**YOUR INSTRUCTIONS**
In the entries below, find the line with "Report one point per instance of the ground-floor" and print exactly every line from there up to and including the line with "[[867, 79], [148, 621], [192, 585], [246, 33]]", with no other lines.

==== RECORDS SHOWN

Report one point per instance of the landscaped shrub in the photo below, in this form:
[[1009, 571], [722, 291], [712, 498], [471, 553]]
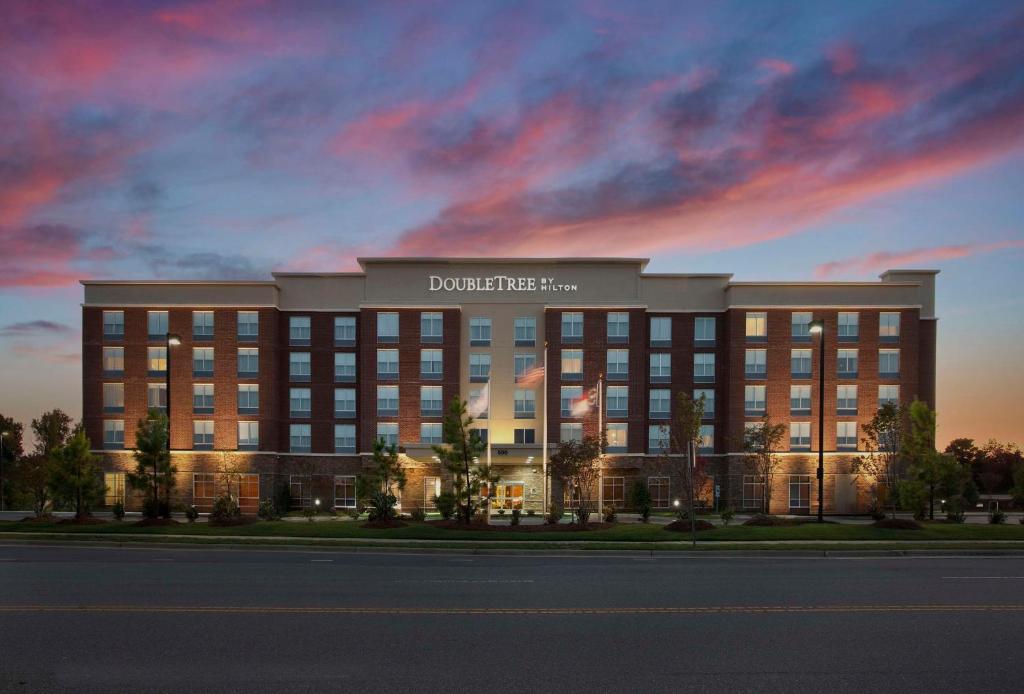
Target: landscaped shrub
[[445, 503]]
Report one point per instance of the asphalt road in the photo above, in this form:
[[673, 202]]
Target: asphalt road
[[108, 619]]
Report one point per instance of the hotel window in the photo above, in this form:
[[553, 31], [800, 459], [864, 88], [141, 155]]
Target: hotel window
[[801, 327], [525, 404], [389, 432], [613, 491], [570, 395], [704, 367], [479, 366], [525, 332], [156, 395], [657, 438], [800, 399], [616, 433], [571, 327], [800, 436], [344, 366], [479, 332], [754, 492], [344, 331], [478, 403], [298, 366], [248, 398], [248, 435], [659, 403], [387, 328], [344, 438], [846, 434], [570, 431], [299, 402], [430, 400], [203, 434], [660, 332], [522, 364], [660, 491], [619, 364], [846, 399], [431, 328], [344, 402], [757, 327], [660, 367], [430, 364], [800, 363], [157, 324], [114, 360], [114, 433], [754, 400], [889, 363], [430, 433], [849, 327], [248, 326], [202, 360], [571, 364], [619, 328], [344, 491], [114, 397], [888, 395], [756, 363], [248, 361], [298, 331], [709, 397], [846, 364], [617, 400], [202, 324], [114, 324], [115, 483], [387, 363], [203, 398], [704, 331], [387, 400], [524, 436], [707, 442], [299, 438], [888, 327], [156, 360], [800, 491]]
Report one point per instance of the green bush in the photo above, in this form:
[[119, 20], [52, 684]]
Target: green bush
[[445, 503]]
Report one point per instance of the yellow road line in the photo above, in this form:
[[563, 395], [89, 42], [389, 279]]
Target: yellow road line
[[738, 609]]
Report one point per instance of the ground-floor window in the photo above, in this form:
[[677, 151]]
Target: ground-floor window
[[800, 491], [660, 491], [508, 495], [613, 491], [344, 491], [754, 492], [115, 482]]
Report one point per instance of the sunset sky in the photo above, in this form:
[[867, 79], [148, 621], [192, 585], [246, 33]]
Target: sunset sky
[[790, 140]]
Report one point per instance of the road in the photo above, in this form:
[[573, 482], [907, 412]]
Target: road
[[159, 618]]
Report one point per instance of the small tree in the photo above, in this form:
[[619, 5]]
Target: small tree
[[574, 466], [154, 473], [460, 454], [75, 478], [884, 441], [762, 443]]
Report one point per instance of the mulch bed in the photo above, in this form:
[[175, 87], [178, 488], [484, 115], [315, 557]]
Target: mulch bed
[[684, 526], [898, 524]]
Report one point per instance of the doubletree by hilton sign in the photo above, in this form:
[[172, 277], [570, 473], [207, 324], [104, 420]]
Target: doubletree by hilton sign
[[499, 283]]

========

**OUTPUT**
Report one point per instance of the ground-floor window in the photo above, in this form:
[[677, 151]]
Target: ground-floor window
[[800, 491], [660, 491], [508, 495], [613, 491], [344, 491], [754, 492], [115, 482]]
Report one point per instance of the sunset sky in the photo above, in this form:
[[867, 79], [148, 621], [192, 585], [246, 33]]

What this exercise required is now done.